**Data extracts**
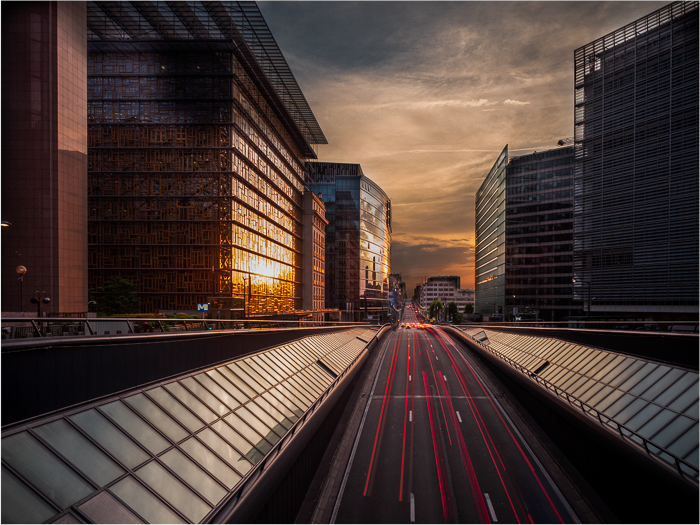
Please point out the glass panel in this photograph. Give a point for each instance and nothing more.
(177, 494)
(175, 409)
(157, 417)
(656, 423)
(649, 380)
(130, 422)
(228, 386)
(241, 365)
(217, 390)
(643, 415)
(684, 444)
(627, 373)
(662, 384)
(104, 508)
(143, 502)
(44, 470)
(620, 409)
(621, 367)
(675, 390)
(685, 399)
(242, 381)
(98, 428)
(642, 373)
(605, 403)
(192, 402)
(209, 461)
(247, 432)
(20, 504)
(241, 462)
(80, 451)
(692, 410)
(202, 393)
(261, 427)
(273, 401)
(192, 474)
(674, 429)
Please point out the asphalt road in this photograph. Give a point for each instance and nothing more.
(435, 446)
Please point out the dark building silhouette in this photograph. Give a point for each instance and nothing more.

**Required action**
Retype the entries above word for word, minus any images.

**Output of the task**
Please point out the glass panel in this photograph. Give a point for each instance and nothing more.
(177, 494)
(175, 409)
(157, 417)
(656, 423)
(649, 380)
(130, 422)
(228, 386)
(241, 365)
(217, 390)
(643, 415)
(684, 444)
(627, 373)
(662, 384)
(104, 508)
(143, 502)
(44, 470)
(620, 409)
(621, 367)
(675, 390)
(685, 399)
(242, 381)
(98, 428)
(642, 373)
(605, 403)
(192, 402)
(209, 461)
(247, 432)
(20, 504)
(241, 462)
(80, 451)
(692, 410)
(202, 393)
(261, 427)
(273, 401)
(192, 474)
(674, 429)
Please point out the asphalt road in this photograph. Give a point for each instance and nothing more.
(435, 446)
Please point out the dark building silhouette in this photograph. Give a point for each instance and nothing more.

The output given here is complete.